DIRECTION
Rewrite the lines below from the one containing "flush mount light</item>?" through the last line, replacing "sofa cushion" with "throw pillow" and leaving everything else unchanged.

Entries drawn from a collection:
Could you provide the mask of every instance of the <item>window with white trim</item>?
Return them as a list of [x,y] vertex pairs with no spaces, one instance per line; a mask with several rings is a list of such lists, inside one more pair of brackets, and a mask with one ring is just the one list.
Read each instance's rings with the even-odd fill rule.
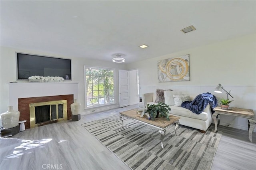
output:
[[86,107],[114,103],[114,69],[84,66]]

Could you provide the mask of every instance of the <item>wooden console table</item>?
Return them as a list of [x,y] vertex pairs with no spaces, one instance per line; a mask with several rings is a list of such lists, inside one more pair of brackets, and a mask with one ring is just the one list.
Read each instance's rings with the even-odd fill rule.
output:
[[[214,132],[217,131],[217,124],[220,125],[220,119],[218,117],[218,115],[226,115],[247,118],[249,122],[248,124],[249,140],[250,142],[252,142],[252,135],[253,129],[256,125],[255,121],[253,119],[254,117],[254,113],[252,110],[236,108],[232,108],[228,110],[223,110],[221,109],[220,106],[217,106],[213,110],[215,111],[215,113],[212,115],[212,119],[215,125]],[[217,119],[218,123],[217,122]]]

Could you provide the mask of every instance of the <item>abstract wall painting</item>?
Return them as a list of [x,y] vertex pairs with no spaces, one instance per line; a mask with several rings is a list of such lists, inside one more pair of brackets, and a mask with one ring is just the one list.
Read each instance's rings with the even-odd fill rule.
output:
[[159,82],[190,80],[189,54],[159,60],[157,67]]

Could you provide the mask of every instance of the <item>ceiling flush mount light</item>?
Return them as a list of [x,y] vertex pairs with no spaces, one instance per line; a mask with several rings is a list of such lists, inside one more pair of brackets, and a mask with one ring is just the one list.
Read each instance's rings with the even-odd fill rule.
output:
[[123,63],[125,61],[124,58],[122,58],[122,55],[120,54],[116,54],[116,57],[112,59],[112,61],[115,63]]
[[215,90],[214,90],[214,92],[218,93],[222,93],[222,89],[224,90],[224,91],[226,91],[226,93],[226,93],[227,98],[228,99],[228,95],[230,96],[232,98],[234,98],[234,97],[233,97],[233,96],[232,96],[231,95],[230,95],[230,91],[231,91],[230,90],[229,91],[229,92],[228,92],[227,91],[226,91],[226,90],[223,89],[223,87],[220,84],[219,84],[218,85],[218,86],[217,86],[217,87],[215,88]]
[[148,47],[148,45],[146,45],[145,44],[143,44],[143,45],[141,45],[139,46],[140,47],[141,47],[141,48],[146,48],[147,47]]
[[190,32],[190,31],[194,31],[196,30],[196,28],[195,28],[193,26],[190,26],[189,27],[182,29],[180,31],[181,31],[183,33],[186,34],[188,33],[188,32]]

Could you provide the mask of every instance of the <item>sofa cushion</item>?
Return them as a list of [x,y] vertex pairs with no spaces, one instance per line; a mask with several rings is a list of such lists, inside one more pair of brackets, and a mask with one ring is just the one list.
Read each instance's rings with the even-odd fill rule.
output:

FINISHED ANSWER
Could you provide the mask of every instance of the <item>ceiling flush mount light</item>?
Return them as a list of [x,y] vertex pairs with no spaces, one instance per line; a mask with several rings is a list of such lists, inside one more pair of brackets, and a mask with one ring is just the one list.
Read each instance's rings with the even-odd fill rule.
output:
[[123,63],[125,61],[124,58],[122,58],[122,55],[120,54],[116,54],[116,57],[112,59],[112,61],[115,63]]
[[215,90],[214,90],[214,92],[218,93],[222,93],[222,89],[224,90],[224,91],[226,91],[226,93],[226,93],[227,98],[228,99],[228,95],[230,96],[232,98],[234,98],[234,97],[233,97],[233,96],[232,96],[231,95],[230,95],[230,91],[231,91],[230,90],[229,91],[229,92],[228,92],[227,91],[226,91],[226,90],[223,89],[223,87],[220,84],[219,84],[218,85],[218,86],[217,86],[217,87],[215,88]]
[[148,47],[148,45],[146,45],[145,44],[143,44],[143,45],[141,45],[139,46],[140,47],[141,47],[141,48],[146,48],[147,47]]
[[190,32],[190,31],[194,31],[196,30],[196,28],[195,28],[193,26],[190,26],[189,27],[182,29],[180,31],[181,31],[183,33],[186,34],[188,33],[188,32]]

Could you provide the mask of every instance of the <item>throw pillow</item>?
Return them as a list of [x,y] vertex pairs with no spaces, one instance per line; a mask with several rings is a list of such lists, inside one more pair of brackets, and a mask with one ring is just the one list.
Read each instance's rings with the even-odd fill rule.
output:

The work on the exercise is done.